* _To be done_
From the line containing "One point per instance, each like (509, 36)." through the last line of the entries below, repeat each line word for word and leave out the rest.

•••

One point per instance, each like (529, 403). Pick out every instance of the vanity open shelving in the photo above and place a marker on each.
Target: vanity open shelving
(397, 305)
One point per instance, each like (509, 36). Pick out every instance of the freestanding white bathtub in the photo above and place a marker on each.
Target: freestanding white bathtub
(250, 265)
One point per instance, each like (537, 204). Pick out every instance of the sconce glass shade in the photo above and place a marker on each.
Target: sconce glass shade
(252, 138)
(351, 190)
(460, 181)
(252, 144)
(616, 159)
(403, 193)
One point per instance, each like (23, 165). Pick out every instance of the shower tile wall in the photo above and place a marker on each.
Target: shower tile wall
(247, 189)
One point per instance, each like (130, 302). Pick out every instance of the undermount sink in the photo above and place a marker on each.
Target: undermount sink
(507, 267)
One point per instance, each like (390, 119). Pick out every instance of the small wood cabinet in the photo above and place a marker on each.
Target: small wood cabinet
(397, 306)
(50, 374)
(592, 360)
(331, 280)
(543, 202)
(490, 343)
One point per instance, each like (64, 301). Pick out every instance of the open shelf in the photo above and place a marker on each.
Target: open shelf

•••

* _Full output_
One point per instance, each like (509, 36). Pick out every instance of the freestanding white bathtub in the photo above and place a marker on each.
Target: freestanding white bathtub
(250, 265)
One point per instance, each like (537, 204). Pick out every instance of the sconce glass shade in the photo above and place a marker on each.
Target: sconce glass shade
(252, 138)
(351, 190)
(460, 181)
(252, 144)
(616, 159)
(403, 193)
One point per instance, each like (23, 165). Pick out every instance of the shower tile wall in the photo above and place a marker on each.
Target: shower tile wall
(247, 189)
One point per instance, each like (130, 302). Pick out every instance of the undermount sink in the photo above and place a marker on each.
Target: undermount sink
(507, 267)
One point per instance, each like (390, 119). Pick out every instance of the small wood cabinet in the photo above and place a marker on each.
Target: small wood cabinet
(397, 306)
(50, 374)
(592, 360)
(331, 280)
(543, 202)
(490, 343)
One point per instance, each like (64, 301). Pick out every instance of the open shelf in the photo above and place a marker on each.
Target: open shelf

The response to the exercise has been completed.